*Extract*.
That’s not to say that dexterity is the only component. “We are acutely aware that surgical skills also involve decision-making, and that’s something that our system won’t be able to teach you,” says Lui. “But we feel that any contribution to this field is worthwhile, because a lot of trainees have complained that these skills are difficult to acquire, and they drop out.”
This becomes an issue as experienced surgeons approach retirement age.
“They’ve developed these skills over 30 or 40 years and some of them have approached us and said, ‘We would like to be recorded because we want our hands and our movements to inspire another generation of surgeons’,” Lui says.
The smart glove may make this possible and, in doing so, reduce the risk to and improve the outcomes of people operated on by younger surgeons.
Since surgeons normally double-glove for infection control, Lui’s system adheres to the back of an inner glove that goes over the hand. PCB strips on the glove along the back of the thumb, index and middle finger lead to a motherboard resting on the back of the hand. The motherboard holds a rechargeable lithium-polymer pouch battery that powers an ESP32 microcontroller providing wireless connectivity. This flat assembly is then encapsulated in a second latex glove.

*Available data*.

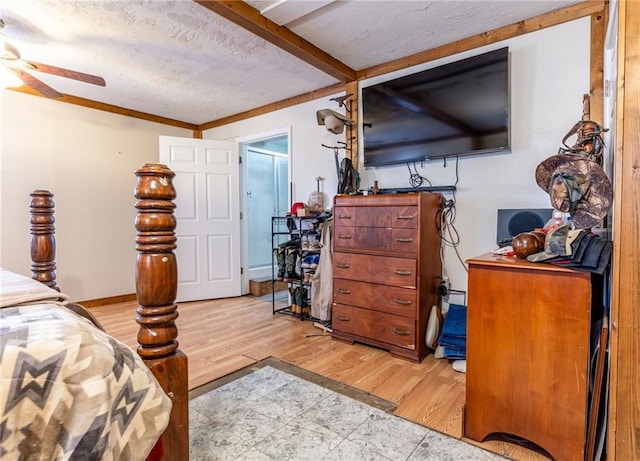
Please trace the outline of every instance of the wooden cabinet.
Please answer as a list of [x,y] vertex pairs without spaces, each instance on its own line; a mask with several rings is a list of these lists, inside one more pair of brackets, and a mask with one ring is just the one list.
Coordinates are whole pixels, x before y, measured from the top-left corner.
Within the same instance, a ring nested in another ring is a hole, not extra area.
[[468,263],[464,435],[509,434],[584,460],[601,278],[494,255]]
[[442,196],[342,196],[333,211],[333,338],[415,362],[441,281]]

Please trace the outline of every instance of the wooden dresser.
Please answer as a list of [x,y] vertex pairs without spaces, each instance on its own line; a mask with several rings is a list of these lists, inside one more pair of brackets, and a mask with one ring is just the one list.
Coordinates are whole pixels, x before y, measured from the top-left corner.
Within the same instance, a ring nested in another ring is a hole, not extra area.
[[334,199],[333,338],[420,362],[441,281],[442,196],[429,192]]
[[514,435],[583,461],[601,277],[491,254],[468,263],[464,435]]

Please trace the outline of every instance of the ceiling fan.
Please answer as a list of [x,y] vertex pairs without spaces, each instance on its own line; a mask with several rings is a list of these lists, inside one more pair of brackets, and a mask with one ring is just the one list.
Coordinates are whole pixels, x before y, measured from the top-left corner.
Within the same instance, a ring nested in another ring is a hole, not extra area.
[[[34,77],[31,74],[32,71],[44,72],[46,74],[70,78],[80,82],[91,83],[93,85],[106,85],[104,79],[96,75],[85,74],[75,70],[64,69],[62,67],[22,59],[18,49],[6,41],[4,33],[2,32],[4,25],[4,21],[0,19],[0,62],[2,62],[2,68],[0,71],[8,73],[9,78],[13,76],[15,80],[17,77],[24,85],[31,87],[47,98],[53,99],[61,98],[63,96],[62,93],[57,92],[42,80]],[[6,86],[19,86],[19,84],[20,82],[18,82],[18,85]]]

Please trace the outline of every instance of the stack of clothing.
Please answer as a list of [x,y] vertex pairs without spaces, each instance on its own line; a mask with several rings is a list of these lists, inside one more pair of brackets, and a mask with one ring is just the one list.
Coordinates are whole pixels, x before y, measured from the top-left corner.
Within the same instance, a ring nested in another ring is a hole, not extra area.
[[440,335],[440,347],[449,360],[464,360],[467,357],[467,306],[449,304]]
[[590,231],[564,225],[549,232],[544,251],[529,255],[527,260],[602,275],[611,262],[612,246],[611,241]]

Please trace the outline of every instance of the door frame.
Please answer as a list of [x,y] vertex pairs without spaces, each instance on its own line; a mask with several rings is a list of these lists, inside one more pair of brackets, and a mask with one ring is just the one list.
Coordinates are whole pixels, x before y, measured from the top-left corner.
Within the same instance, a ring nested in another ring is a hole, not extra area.
[[[251,144],[258,141],[264,141],[271,138],[278,138],[281,136],[287,137],[287,157],[288,168],[287,168],[287,176],[289,177],[289,187],[287,188],[287,199],[288,202],[291,203],[291,126],[286,126],[283,128],[277,128],[274,130],[264,131],[261,133],[256,133],[248,136],[240,136],[236,138],[236,142],[239,144],[239,152],[240,158],[242,159],[242,163],[240,164],[240,209],[242,210],[243,218],[245,216],[249,216],[248,214],[248,203],[246,200],[247,194],[247,184],[249,183],[248,173],[247,173],[247,162],[245,158],[245,152],[247,149],[247,144]],[[242,267],[245,268],[242,274],[242,294],[248,294],[250,291],[249,281],[250,277],[250,269],[249,269],[249,222],[248,219],[242,219],[240,222],[240,254],[242,258]],[[269,272],[269,276],[271,276],[271,272]]]

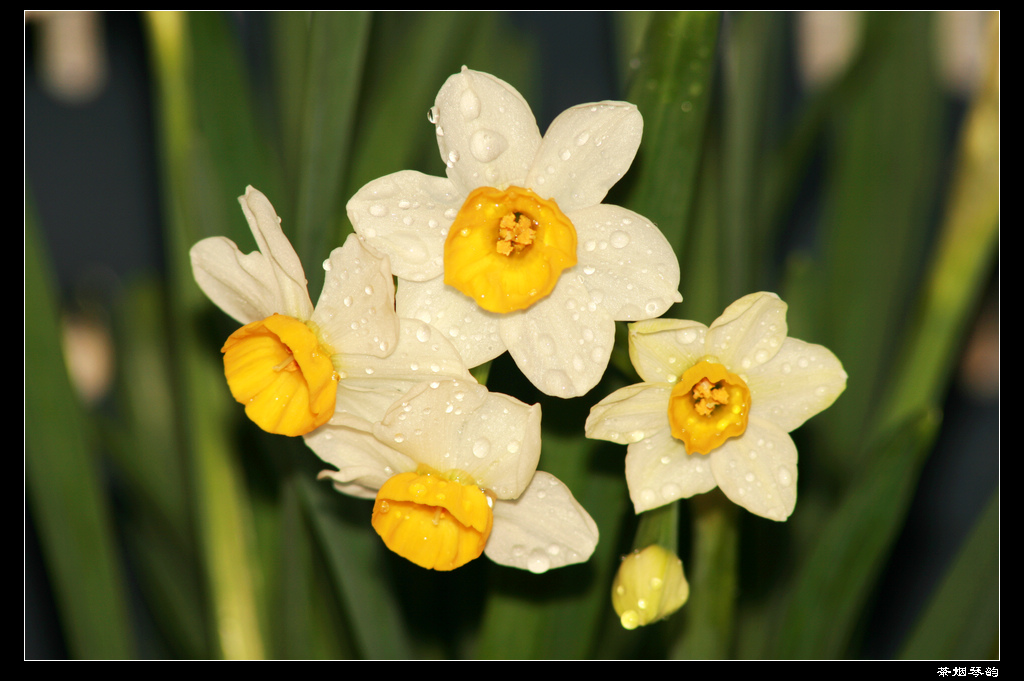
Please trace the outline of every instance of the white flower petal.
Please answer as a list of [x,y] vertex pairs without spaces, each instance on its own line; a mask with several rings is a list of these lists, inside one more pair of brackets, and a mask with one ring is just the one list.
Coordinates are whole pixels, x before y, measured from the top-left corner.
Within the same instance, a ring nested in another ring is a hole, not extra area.
[[544,133],[526,186],[566,214],[596,206],[630,169],[642,136],[643,117],[631,103],[566,109]]
[[514,499],[541,458],[541,407],[478,383],[431,382],[395,403],[374,434],[441,473],[465,471],[499,499]]
[[243,255],[229,239],[213,237],[191,248],[193,274],[218,307],[242,324],[274,312],[308,320],[313,306],[306,292],[302,263],[273,206],[259,190],[246,187],[239,197],[259,252]]
[[278,281],[261,253],[248,255],[225,237],[193,246],[193,275],[203,293],[239,323],[265,320],[281,306]]
[[416,470],[415,461],[380,442],[355,419],[334,419],[305,435],[305,441],[338,469],[322,471],[318,477],[331,478],[339,492],[354,497],[372,499],[392,475]]
[[707,333],[708,327],[688,320],[658,318],[631,324],[630,360],[644,381],[675,383],[705,356]]
[[308,320],[313,306],[306,291],[306,274],[302,270],[302,261],[281,229],[281,218],[273,206],[261,191],[252,186],[246,187],[246,194],[239,197],[239,203],[249,221],[249,228],[256,238],[260,253],[270,263],[278,280],[282,308],[274,311],[296,320]]
[[650,320],[683,299],[676,254],[646,218],[608,204],[568,217],[579,236],[572,271],[612,318]]
[[435,103],[437,147],[463,196],[478,186],[504,188],[522,181],[541,132],[514,87],[463,67],[444,82]]
[[550,296],[508,314],[499,333],[519,370],[556,397],[585,394],[601,380],[615,342],[615,323],[591,304],[586,288],[562,276]]
[[355,235],[331,253],[312,322],[335,352],[387,356],[398,340],[394,280],[386,259]]
[[751,416],[786,432],[828,408],[846,389],[846,372],[828,348],[785,339],[778,354],[750,372]]
[[459,351],[467,367],[494,359],[505,351],[498,333],[501,315],[475,302],[438,276],[429,282],[401,282],[397,293],[398,315],[436,328]]
[[752,293],[725,308],[708,332],[708,354],[743,375],[779,351],[788,327],[786,304],[774,293]]
[[669,428],[671,394],[669,383],[637,383],[615,390],[590,410],[587,437],[630,444]]
[[365,185],[346,210],[396,276],[423,282],[443,272],[444,238],[465,201],[444,177],[402,170]]
[[[668,406],[666,406],[668,409]],[[690,456],[669,429],[651,433],[626,450],[626,481],[637,513],[715,488],[711,457]]]
[[797,505],[797,445],[767,420],[751,416],[741,437],[715,450],[711,466],[726,497],[769,520],[785,520]]
[[368,428],[420,383],[474,381],[462,357],[439,331],[415,320],[400,320],[399,324],[397,343],[386,357],[335,355],[335,367],[342,374],[335,411],[365,419]]
[[584,562],[594,553],[597,523],[554,475],[538,471],[514,502],[495,502],[484,553],[496,563],[546,572]]

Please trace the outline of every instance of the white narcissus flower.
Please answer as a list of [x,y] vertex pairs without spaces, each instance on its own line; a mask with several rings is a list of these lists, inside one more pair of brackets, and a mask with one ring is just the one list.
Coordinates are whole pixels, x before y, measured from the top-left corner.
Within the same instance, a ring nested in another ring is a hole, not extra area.
[[846,388],[827,348],[786,337],[786,305],[754,293],[709,329],[697,322],[630,325],[630,358],[644,380],[591,410],[588,437],[628,444],[637,513],[716,485],[736,504],[785,520],[797,503],[788,433]]
[[223,237],[191,249],[204,293],[245,325],[224,343],[231,394],[262,429],[303,435],[335,412],[376,421],[415,383],[472,380],[455,348],[428,325],[399,320],[386,259],[354,235],[325,261],[314,308],[298,255],[265,196],[239,199],[258,252]]
[[581,104],[542,138],[512,86],[463,68],[429,118],[447,177],[397,172],[348,203],[401,280],[398,313],[441,330],[468,367],[508,349],[544,392],[584,394],[607,367],[616,320],[682,300],[657,227],[601,203],[636,156],[640,113]]
[[376,498],[372,523],[387,547],[451,570],[481,552],[545,572],[583,562],[597,525],[555,476],[537,470],[541,407],[478,383],[413,388],[372,429],[332,422],[306,442],[338,470],[342,493]]

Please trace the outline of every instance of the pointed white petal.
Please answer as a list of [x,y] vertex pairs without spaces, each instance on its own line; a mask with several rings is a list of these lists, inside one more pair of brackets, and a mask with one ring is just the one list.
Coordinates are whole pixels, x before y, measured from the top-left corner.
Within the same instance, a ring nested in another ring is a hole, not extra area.
[[356,419],[333,419],[308,435],[306,444],[337,470],[325,470],[339,492],[373,498],[392,475],[416,470],[416,462],[378,441]]
[[514,87],[463,67],[444,82],[435,103],[437,147],[463,197],[478,186],[522,186],[541,133]]
[[708,327],[687,320],[647,320],[630,325],[630,360],[648,383],[675,383],[706,354]]
[[752,293],[725,308],[708,332],[708,353],[742,376],[775,356],[788,330],[786,304],[774,293]]
[[502,317],[499,333],[519,370],[556,397],[577,397],[608,367],[615,323],[571,274],[550,296]]
[[190,251],[193,275],[203,293],[243,325],[282,311],[278,281],[261,253],[242,253],[224,237],[204,239]]
[[797,445],[770,421],[753,415],[740,437],[711,453],[718,486],[733,503],[769,520],[785,520],[797,505]]
[[544,134],[526,186],[563,212],[601,203],[630,169],[643,117],[625,101],[598,101],[562,112]]
[[669,383],[638,383],[615,390],[590,410],[587,437],[629,444],[669,428],[671,394]]
[[298,254],[281,229],[281,218],[273,206],[261,191],[252,186],[246,187],[246,194],[239,197],[239,203],[249,221],[256,245],[270,263],[278,282],[281,308],[274,311],[297,320],[308,320],[313,306],[306,291],[306,275]]
[[398,340],[394,281],[387,260],[349,235],[328,262],[330,269],[312,315],[321,337],[336,353],[387,356]]
[[396,276],[423,282],[443,272],[444,238],[465,201],[447,178],[402,170],[364,186],[347,211],[356,233],[388,256]]
[[514,499],[541,457],[541,407],[478,383],[431,382],[388,410],[374,434],[414,461],[465,471],[499,499]]
[[665,235],[633,211],[601,204],[568,215],[577,228],[572,271],[612,318],[660,316],[679,294],[679,260]]
[[846,389],[846,372],[828,348],[785,339],[778,354],[752,370],[752,417],[791,432],[829,407]]
[[686,448],[668,428],[630,444],[626,451],[626,481],[636,512],[714,490],[711,458],[686,454]]
[[400,320],[399,324],[397,344],[386,357],[335,355],[335,367],[342,374],[337,412],[376,423],[391,405],[420,383],[474,381],[462,357],[439,331],[416,320]]
[[546,572],[588,560],[597,523],[558,478],[538,471],[514,502],[495,502],[495,525],[484,553],[496,563]]
[[478,367],[505,351],[498,333],[501,315],[481,309],[471,298],[444,285],[443,278],[429,282],[401,282],[397,293],[398,316],[436,328],[469,368]]

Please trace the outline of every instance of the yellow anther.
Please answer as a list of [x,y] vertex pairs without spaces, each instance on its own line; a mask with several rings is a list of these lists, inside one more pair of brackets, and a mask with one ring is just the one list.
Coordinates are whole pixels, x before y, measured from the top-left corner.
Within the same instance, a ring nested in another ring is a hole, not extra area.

*Aim of the task*. Do these statements agree with the passage about the surgical smart glove? Answer yes or no for each, and quote the passage's deciding words. 1. The system can teach surgical decision-making. 2. A motherboard rests on the back of the hand. 3. The flat assembly is encapsulated in a second nitrile glove.

*Problem solution*.
1. No: "that’s something that our system won’t be able to teach you"
2. Yes: "a motherboard resting on the back of the hand"
3. No: "encapsulated in a second latex glove"